*** Opening Exercise input ***

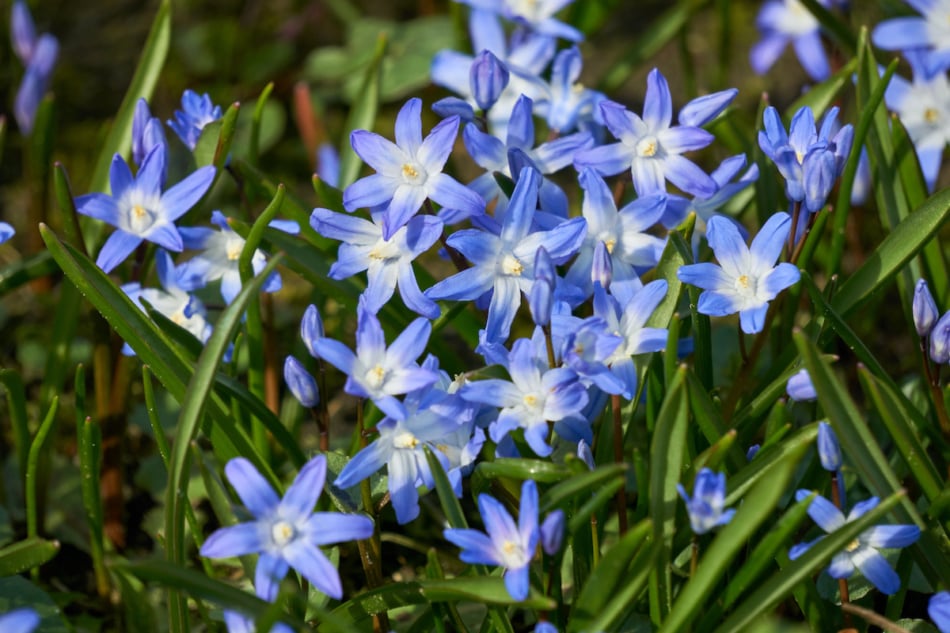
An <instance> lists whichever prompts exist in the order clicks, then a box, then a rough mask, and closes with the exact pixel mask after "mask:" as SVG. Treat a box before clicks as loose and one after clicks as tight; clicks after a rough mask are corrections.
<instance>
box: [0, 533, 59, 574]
mask: <svg viewBox="0 0 950 633" xmlns="http://www.w3.org/2000/svg"><path fill="white" fill-rule="evenodd" d="M58 552H59V541H47V540H45V539H41V538H38V537H35V536H33V537H30V538H27V539H25V540H23V541H20V542H18V543H14V544H13V545H7V546H6V547H4V548H3V549H0V576H13V575H14V574H22V573H23V572H25V571H27V570H29V569H33V568H34V567H39V566H40V565H42V564H44V563H47V562H49V561H50V560H52V559H53V557H54V556H56V554H57V553H58Z"/></svg>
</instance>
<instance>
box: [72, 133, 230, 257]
mask: <svg viewBox="0 0 950 633" xmlns="http://www.w3.org/2000/svg"><path fill="white" fill-rule="evenodd" d="M165 161H166V150H165V146H164V145H156V146H155V147H154V148H152V151H151V152H149V154H148V156H146V157H145V160H144V161H142V167H141V169H139V172H138V174H136V175H135V176H134V177H133V176H132V172H131V170H130V169H129V166H128V164H126V162H125V159H124V158H122V156H121V155H119V154H116V155H115V157H114V158H113V159H112V168H111V170H110V172H109V181H110V184H111V187H112V195H108V196H107V195H105V194H102V193H90V194H87V195H85V196H80V197H78V198H76V209H77V211H79V213H82V214H83V215H88V216H89V217H92V218H95V219H97V220H102V221H103V222H106V223H108V224H111V225H112V226H114V227H116V230H115V232H113V233H112V235H110V236H109V239H107V240H106V243H105V244H103V245H102V250H100V251H99V257H98V258H97V259H96V265H97V266H99V268H101V269H102V270H103V271H105V272H107V273H108V272H110V271H112V269H113V268H115V267H116V266H118V265H119V264H120V263H121V262H122V261H123V260H124V259H125V258H126V257H128V256H129V254H130V253H131V252H132V251H134V250H135V248H136V247H137V246H138V245H139V244H141V243H142V240H148V241H150V242H154V243H155V244H158V245H159V246H161V247H163V248H165V249H168V250H170V251H175V252H179V251H181V250H182V248H183V246H184V242H183V241H182V237H181V234H180V233H179V232H178V228H177V227H176V226H175V220H177V219H178V218H180V217H181V216H183V215H184V214H185V213H186V212H187V211H188V210H189V209H191V207H193V206H194V205H195V204H196V203H197V202H198V201H199V200H201V198H202V197H203V196H204V195H205V193H206V192H207V191H208V189H209V188H210V187H211V183H212V182H213V181H214V174H215V169H214V167H211V166H207V167H201V168H199V169H198V170H197V171H195V172H194V173H192V174H191V175H189V176H188V177H187V178H185V179H184V180H182V181H181V182H180V183H178V184H177V185H175V186H174V187H172V188H171V189H169V190H168V191H165V192H162V179H163V177H164V173H165Z"/></svg>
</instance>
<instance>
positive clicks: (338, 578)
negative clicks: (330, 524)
mask: <svg viewBox="0 0 950 633" xmlns="http://www.w3.org/2000/svg"><path fill="white" fill-rule="evenodd" d="M282 553H283V556H284V558H285V559H286V560H287V562H288V563H289V564H290V566H291V567H293V568H294V569H296V570H297V571H298V572H300V575H301V576H303V577H304V578H306V579H307V580H309V581H310V584H311V585H313V586H314V587H316V588H317V589H319V590H320V591H322V592H323V593H325V594H327V595H328V596H330V597H331V598H336V599H337V600H339V599H340V598H342V597H343V585H342V584H341V583H340V573H339V572H338V571H337V570H336V567H334V566H333V563H331V562H330V559H328V558H327V557H326V556H325V555H324V553H323V552H321V551H320V549H319V548H318V547H316V546H315V545H311V544H310V543H307V542H306V541H304V540H302V539H297V540H295V541H293V542H292V543H290V545H288V546H287V547H285V548H284V551H283V552H282Z"/></svg>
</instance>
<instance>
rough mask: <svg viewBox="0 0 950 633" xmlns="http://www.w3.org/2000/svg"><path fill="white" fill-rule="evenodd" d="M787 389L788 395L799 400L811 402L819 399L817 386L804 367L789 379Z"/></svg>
mask: <svg viewBox="0 0 950 633" xmlns="http://www.w3.org/2000/svg"><path fill="white" fill-rule="evenodd" d="M785 391H786V392H787V393H788V397H789V398H791V399H792V400H796V401H798V402H809V401H811V400H817V399H818V394H817V393H815V386H814V385H813V384H812V383H811V376H809V375H808V370H807V369H802V370H801V371H799V372H798V373H797V374H795V375H794V376H792V377H791V378H789V379H788V384H786V385H785Z"/></svg>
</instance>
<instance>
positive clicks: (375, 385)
mask: <svg viewBox="0 0 950 633" xmlns="http://www.w3.org/2000/svg"><path fill="white" fill-rule="evenodd" d="M385 379H386V370H385V369H383V366H382V365H376V366H375V367H373V368H372V369H370V370H369V371H368V372H366V384H368V385H369V386H370V387H372V388H373V389H379V388H380V387H381V386H382V385H383V381H384V380H385Z"/></svg>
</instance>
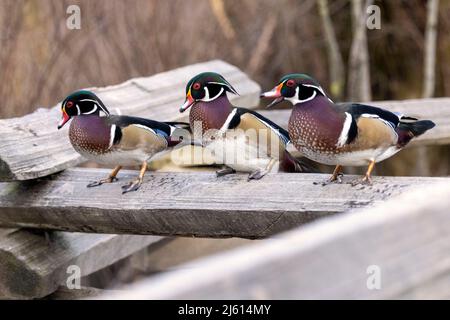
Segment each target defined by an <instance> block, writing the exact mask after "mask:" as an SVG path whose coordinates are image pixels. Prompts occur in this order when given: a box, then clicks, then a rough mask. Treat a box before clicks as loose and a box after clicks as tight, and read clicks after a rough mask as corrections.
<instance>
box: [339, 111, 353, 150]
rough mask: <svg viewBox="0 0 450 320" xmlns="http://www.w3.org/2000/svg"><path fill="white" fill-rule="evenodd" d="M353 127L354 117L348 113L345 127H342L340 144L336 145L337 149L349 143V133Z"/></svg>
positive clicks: (345, 116) (345, 122)
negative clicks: (348, 138) (352, 120)
mask: <svg viewBox="0 0 450 320" xmlns="http://www.w3.org/2000/svg"><path fill="white" fill-rule="evenodd" d="M351 125H352V115H351V114H350V113H348V112H346V113H345V121H344V126H343V127H342V131H341V134H340V135H339V139H338V142H337V143H336V146H337V147H342V146H344V144H345V143H346V142H347V139H348V132H349V131H350V127H351Z"/></svg>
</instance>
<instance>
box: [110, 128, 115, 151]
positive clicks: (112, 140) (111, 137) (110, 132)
mask: <svg viewBox="0 0 450 320" xmlns="http://www.w3.org/2000/svg"><path fill="white" fill-rule="evenodd" d="M115 137H116V125H115V124H113V125H112V126H111V132H110V134H109V148H111V147H112V145H113V143H114V138H115Z"/></svg>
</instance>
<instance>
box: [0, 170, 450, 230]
mask: <svg viewBox="0 0 450 320" xmlns="http://www.w3.org/2000/svg"><path fill="white" fill-rule="evenodd" d="M107 173H108V171H107V170H100V169H79V168H78V169H69V170H66V171H64V172H62V173H60V174H58V175H54V176H52V177H50V178H42V179H39V180H34V181H25V182H6V183H0V226H1V227H32V228H40V229H58V230H66V231H79V232H102V233H131V234H153V235H180V236H199V237H242V238H262V237H267V236H270V235H273V234H275V233H277V232H280V231H283V230H287V229H291V228H292V227H294V226H296V225H300V224H303V223H305V222H308V221H311V220H314V219H316V218H319V217H322V216H325V215H329V214H335V213H341V212H345V211H348V210H350V209H354V208H360V207H366V206H370V205H374V204H377V203H379V202H381V201H384V200H386V199H387V198H389V197H391V196H392V195H395V194H399V193H402V192H405V191H406V190H408V188H409V187H411V186H415V185H430V184H433V183H437V182H439V181H447V182H450V180H449V179H448V178H417V177H375V178H374V184H373V185H372V186H365V185H359V186H355V187H354V186H352V185H351V184H349V183H343V184H331V185H327V186H322V185H321V184H315V183H317V182H323V181H326V179H327V178H328V175H325V174H287V173H278V174H269V175H267V176H265V177H264V178H263V180H259V181H250V182H247V175H246V174H235V175H229V176H225V177H221V178H217V177H216V175H215V174H214V173H200V172H195V173H187V172H186V173H182V172H179V173H162V172H150V173H148V174H147V176H146V180H145V183H144V184H143V186H142V187H141V189H140V190H138V191H137V192H134V193H129V194H126V195H122V194H121V190H120V183H124V182H125V181H128V180H130V179H132V178H133V177H135V176H136V174H137V173H136V172H134V171H124V172H123V173H122V175H120V176H119V178H120V179H121V181H120V183H115V184H109V185H103V186H101V187H98V188H94V189H87V188H86V184H87V183H89V182H90V181H93V180H96V179H98V178H99V177H103V176H106V175H107ZM357 178H358V179H360V178H361V177H355V176H347V177H345V180H344V182H348V181H353V180H355V179H357Z"/></svg>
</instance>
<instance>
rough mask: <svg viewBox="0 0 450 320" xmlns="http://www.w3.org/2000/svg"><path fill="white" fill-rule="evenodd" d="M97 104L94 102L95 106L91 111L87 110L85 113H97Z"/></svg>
mask: <svg viewBox="0 0 450 320" xmlns="http://www.w3.org/2000/svg"><path fill="white" fill-rule="evenodd" d="M97 109H98V108H97V104H94V108H93V109H92V110H91V111H89V112H85V113H84V114H93V113H95V112H96V111H97Z"/></svg>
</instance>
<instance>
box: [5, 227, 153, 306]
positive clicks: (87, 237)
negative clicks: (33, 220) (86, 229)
mask: <svg viewBox="0 0 450 320" xmlns="http://www.w3.org/2000/svg"><path fill="white" fill-rule="evenodd" d="M160 239H161V237H152V236H128V235H109V234H81V233H69V232H50V233H49V234H48V237H46V236H45V234H44V232H43V231H38V230H36V231H32V230H24V229H22V230H8V232H2V233H0V261H1V262H0V299H2V298H8V299H12V298H13V299H31V298H41V297H44V296H47V295H49V294H51V293H52V292H54V291H55V290H57V289H58V287H59V286H60V285H65V284H66V281H67V279H68V277H69V275H70V274H68V273H67V268H68V266H70V265H76V266H78V267H79V268H80V271H81V276H85V275H89V274H91V273H93V272H95V271H97V270H100V269H102V268H104V267H107V266H109V265H111V264H113V263H115V262H116V261H118V260H120V259H123V258H125V257H127V256H129V255H131V254H132V253H134V252H136V251H139V250H141V249H143V248H145V247H146V246H148V245H150V244H152V243H154V242H156V241H159V240H160Z"/></svg>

*** Closing Exercise input ***

-- Exercise --
Where does the word "exact" occur in the records? Return every line that holds it.

-- Written answer --
An <instance> lists whichever prompts exist in the order clicks, then a box, then a rough mask, and closes with the exact pixel mask after "mask:" as SVG. Treat a box before clicks as loose and one after clicks as tight; clicks after a rough mask are corrections.
Segment each target defined by an <instance> block, writing the exact mask after "mask:" as an SVG path whose coordinates are image pixels. Prompts occur in this order when given: a box, then clicks, then a rough mask. Treat a box before clicks as loose and a box after clicks as tight, and read clicks after a rough mask as corrections.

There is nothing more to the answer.